Stored records:
• • • • • • •

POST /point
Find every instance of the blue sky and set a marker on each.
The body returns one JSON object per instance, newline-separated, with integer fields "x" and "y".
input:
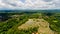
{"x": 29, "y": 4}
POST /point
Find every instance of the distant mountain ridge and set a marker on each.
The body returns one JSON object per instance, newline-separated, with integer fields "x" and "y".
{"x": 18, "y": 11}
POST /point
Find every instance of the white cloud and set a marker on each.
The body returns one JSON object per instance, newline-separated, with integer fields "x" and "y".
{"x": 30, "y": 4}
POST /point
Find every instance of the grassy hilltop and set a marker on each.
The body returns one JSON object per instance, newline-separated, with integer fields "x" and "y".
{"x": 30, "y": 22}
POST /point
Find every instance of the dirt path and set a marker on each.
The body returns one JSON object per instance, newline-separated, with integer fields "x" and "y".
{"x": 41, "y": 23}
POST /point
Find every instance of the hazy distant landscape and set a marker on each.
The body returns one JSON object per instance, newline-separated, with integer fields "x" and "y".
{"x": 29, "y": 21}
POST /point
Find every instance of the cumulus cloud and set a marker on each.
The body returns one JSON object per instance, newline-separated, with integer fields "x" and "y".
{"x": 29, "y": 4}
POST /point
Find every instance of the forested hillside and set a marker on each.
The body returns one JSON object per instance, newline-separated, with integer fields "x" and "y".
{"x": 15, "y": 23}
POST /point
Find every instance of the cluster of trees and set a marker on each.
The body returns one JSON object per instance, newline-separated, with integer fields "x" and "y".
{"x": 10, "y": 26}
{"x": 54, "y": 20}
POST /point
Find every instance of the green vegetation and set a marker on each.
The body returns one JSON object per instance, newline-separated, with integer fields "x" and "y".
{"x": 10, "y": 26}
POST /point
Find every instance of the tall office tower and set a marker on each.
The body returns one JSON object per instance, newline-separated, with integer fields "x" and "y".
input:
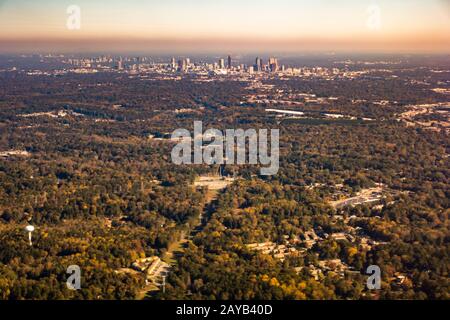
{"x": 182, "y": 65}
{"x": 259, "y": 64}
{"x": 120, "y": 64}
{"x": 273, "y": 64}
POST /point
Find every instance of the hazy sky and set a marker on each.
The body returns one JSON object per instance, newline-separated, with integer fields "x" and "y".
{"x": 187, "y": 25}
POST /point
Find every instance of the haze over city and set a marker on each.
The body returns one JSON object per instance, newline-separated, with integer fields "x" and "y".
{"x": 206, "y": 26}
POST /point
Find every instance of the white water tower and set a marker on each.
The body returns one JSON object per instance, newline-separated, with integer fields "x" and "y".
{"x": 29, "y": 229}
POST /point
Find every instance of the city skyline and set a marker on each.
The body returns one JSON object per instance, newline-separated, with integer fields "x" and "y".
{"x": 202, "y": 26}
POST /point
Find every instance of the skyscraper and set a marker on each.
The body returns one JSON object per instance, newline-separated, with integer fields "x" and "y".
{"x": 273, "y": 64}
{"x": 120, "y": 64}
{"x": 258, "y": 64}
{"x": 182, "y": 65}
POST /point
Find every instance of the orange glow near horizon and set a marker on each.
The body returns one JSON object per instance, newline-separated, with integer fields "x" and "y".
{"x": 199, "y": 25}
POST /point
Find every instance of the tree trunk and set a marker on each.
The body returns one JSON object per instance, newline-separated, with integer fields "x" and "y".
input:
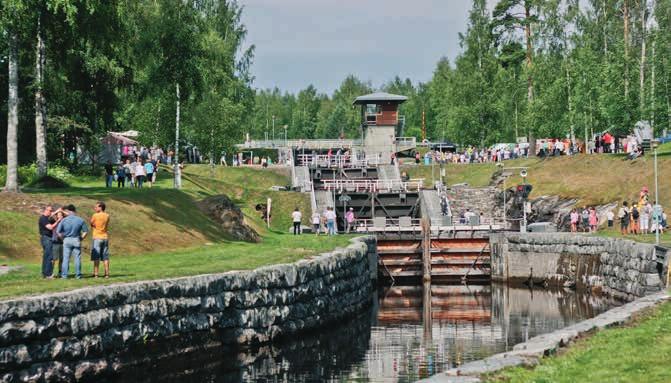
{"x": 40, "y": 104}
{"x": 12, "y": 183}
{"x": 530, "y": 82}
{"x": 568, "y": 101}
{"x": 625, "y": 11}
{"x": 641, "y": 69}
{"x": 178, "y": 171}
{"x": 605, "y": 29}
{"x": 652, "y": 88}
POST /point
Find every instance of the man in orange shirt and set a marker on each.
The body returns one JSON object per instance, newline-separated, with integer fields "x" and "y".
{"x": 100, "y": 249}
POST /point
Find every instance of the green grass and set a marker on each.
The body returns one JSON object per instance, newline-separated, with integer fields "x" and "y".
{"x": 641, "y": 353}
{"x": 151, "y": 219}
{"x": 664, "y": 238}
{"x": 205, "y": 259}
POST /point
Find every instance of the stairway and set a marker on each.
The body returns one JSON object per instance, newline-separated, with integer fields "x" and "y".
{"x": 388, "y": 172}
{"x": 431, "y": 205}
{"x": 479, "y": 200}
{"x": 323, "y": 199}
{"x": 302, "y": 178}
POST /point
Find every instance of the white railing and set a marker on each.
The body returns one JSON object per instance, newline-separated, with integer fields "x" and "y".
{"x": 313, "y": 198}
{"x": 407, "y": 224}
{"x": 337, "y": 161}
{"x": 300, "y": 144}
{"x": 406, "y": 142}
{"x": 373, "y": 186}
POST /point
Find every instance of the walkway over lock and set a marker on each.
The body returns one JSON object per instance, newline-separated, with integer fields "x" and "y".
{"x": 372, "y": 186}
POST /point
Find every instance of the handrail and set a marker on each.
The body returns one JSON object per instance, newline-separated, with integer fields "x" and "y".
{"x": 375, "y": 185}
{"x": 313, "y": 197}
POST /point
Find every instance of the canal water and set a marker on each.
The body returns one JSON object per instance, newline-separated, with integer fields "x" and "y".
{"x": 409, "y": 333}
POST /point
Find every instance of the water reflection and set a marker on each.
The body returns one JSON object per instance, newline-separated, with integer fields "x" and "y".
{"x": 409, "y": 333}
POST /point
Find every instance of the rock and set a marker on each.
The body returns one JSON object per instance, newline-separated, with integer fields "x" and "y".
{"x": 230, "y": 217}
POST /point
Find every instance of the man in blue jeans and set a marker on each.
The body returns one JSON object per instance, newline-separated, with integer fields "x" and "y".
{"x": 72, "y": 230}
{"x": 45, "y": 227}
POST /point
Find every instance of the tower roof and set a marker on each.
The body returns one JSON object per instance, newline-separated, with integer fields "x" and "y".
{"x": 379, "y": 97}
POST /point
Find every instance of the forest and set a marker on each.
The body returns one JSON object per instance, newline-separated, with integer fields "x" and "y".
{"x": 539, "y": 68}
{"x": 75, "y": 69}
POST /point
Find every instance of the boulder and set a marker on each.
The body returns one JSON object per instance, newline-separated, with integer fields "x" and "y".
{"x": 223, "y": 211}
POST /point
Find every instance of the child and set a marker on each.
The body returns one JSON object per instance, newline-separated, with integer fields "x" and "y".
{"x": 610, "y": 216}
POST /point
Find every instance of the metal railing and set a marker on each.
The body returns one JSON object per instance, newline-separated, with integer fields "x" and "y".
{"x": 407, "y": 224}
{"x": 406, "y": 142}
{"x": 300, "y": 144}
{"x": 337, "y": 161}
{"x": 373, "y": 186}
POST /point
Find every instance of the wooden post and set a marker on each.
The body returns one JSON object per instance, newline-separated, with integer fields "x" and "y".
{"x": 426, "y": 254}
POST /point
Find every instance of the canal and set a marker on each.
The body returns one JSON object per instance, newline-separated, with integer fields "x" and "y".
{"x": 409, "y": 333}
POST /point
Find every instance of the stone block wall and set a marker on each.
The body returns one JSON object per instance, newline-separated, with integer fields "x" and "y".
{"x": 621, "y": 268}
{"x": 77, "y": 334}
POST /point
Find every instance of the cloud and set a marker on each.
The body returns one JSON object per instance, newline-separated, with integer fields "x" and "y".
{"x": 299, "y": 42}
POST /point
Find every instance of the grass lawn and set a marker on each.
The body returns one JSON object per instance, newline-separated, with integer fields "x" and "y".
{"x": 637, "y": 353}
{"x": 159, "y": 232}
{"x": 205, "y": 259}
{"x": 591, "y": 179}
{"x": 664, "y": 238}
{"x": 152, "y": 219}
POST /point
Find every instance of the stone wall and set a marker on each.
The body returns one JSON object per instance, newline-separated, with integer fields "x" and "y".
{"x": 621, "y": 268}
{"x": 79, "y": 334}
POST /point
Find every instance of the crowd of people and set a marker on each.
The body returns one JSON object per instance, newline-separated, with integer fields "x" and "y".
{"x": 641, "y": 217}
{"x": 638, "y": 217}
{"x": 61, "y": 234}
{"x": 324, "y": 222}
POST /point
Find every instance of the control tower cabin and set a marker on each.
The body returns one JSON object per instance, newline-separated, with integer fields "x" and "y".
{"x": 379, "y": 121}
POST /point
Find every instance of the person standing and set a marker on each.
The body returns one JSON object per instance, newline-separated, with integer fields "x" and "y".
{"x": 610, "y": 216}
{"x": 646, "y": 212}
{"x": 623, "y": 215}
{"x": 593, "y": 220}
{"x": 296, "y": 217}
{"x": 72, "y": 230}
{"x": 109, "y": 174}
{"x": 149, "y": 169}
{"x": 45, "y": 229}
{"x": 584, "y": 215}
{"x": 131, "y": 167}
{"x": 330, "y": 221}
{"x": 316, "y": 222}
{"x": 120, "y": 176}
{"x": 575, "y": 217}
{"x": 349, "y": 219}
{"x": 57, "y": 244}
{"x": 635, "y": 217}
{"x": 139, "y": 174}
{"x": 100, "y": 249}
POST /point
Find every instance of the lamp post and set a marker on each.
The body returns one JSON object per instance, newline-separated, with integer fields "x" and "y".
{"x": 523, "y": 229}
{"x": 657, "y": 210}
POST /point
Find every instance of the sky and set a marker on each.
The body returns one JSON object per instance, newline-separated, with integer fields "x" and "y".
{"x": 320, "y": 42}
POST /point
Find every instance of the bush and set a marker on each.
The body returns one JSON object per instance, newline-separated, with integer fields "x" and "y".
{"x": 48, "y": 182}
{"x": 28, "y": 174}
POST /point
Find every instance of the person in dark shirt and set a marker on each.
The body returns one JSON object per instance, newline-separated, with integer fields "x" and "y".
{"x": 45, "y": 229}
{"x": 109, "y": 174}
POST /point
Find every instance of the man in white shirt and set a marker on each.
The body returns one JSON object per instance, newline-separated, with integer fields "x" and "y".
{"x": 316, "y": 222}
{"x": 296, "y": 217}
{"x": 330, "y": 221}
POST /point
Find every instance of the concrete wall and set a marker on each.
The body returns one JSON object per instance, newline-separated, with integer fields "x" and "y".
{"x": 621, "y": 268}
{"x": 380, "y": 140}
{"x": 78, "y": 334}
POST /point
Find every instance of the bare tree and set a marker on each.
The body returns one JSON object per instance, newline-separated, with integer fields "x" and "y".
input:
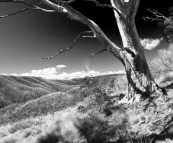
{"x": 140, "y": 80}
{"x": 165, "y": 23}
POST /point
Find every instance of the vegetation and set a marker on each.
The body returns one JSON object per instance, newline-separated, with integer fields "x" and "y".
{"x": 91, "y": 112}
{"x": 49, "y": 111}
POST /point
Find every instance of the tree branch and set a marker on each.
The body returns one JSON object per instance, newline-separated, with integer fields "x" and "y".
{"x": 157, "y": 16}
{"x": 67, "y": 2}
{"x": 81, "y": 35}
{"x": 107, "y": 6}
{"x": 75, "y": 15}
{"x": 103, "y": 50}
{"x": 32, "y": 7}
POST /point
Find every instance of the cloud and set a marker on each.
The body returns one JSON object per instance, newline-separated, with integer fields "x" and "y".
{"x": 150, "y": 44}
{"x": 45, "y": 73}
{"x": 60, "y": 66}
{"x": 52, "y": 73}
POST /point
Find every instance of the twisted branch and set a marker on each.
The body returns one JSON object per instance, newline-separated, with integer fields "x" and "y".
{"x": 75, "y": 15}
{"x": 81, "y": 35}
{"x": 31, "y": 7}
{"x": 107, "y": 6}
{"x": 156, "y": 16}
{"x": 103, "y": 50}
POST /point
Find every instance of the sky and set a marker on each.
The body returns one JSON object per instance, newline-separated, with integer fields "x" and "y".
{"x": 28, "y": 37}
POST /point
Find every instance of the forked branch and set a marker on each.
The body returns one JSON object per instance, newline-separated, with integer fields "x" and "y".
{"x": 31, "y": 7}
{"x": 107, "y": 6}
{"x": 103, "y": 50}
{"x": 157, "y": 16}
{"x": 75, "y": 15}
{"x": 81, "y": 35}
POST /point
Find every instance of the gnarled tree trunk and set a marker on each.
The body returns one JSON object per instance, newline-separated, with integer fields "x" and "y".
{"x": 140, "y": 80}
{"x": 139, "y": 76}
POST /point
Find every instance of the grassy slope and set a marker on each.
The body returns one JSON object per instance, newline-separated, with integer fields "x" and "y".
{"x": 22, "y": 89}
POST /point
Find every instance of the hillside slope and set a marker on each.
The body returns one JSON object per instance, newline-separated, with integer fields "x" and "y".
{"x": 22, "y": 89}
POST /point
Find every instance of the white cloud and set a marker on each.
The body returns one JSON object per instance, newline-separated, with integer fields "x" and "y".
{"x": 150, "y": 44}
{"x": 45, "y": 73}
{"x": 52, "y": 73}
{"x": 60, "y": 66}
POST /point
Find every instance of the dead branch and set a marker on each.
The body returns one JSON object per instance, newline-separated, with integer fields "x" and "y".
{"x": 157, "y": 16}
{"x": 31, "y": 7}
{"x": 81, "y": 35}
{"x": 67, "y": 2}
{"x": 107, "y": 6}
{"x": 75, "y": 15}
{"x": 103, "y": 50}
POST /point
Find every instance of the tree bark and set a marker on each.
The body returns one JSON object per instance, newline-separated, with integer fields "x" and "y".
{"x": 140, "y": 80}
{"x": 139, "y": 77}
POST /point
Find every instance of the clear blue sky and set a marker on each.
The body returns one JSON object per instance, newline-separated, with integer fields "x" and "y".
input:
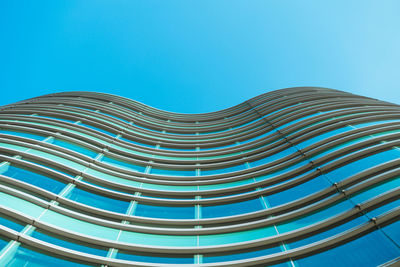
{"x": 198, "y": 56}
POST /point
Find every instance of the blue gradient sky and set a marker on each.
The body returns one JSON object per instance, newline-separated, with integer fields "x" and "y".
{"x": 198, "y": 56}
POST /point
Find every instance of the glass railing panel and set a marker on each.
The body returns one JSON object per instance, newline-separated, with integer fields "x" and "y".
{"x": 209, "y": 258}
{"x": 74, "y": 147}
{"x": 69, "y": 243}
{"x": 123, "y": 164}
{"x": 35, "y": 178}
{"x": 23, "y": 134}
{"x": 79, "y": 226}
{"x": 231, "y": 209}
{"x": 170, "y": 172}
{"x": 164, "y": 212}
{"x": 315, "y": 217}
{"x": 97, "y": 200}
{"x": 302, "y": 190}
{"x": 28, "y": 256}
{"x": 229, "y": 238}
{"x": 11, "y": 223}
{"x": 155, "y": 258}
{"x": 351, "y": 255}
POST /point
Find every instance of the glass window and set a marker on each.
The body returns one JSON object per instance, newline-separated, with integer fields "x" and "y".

• • • • • • •

Task goal: Reproduce the records word for word, please, from their first line up to and including the line that contains "Find every instance of the cumulus", but no pictures.

Output below:
POST /point
Find every instance of the blue sky and set a marker on each.
The body returns one JSON object per instance, newline-separated, with integer fields "x" and "y".
input:
{"x": 29, "y": 4}
POST /point
Find every instance of the distant mountain ridge and set a marker on each.
The body returns one JSON object per instance, newline-separated, with integer fields "x" and "y".
{"x": 18, "y": 11}
POST /point
Find every instance of the white cloud and set a marker on each.
The body returns one JSON object per instance, newline-separated, with integer fields "x" and "y".
{"x": 30, "y": 4}
POST /point
Find every instance of the grassy hilltop and set a marker on each.
The body returns one JSON object per instance, newline-separated, with integer fields "x" and "y".
{"x": 30, "y": 22}
POST /point
Find every instance of the dirt path and set a marker on each.
The body returns one JSON object per instance, newline-separated, with integer fields "x" and "y".
{"x": 41, "y": 23}
POST /point
Find every instance of the hazy distant landscape and set a marker on each.
The body returns one JSON object per instance, newline-separated, with integer fields "x" and "y".
{"x": 29, "y": 21}
POST /point
Find every instance of the cumulus cloud and set a marker on each.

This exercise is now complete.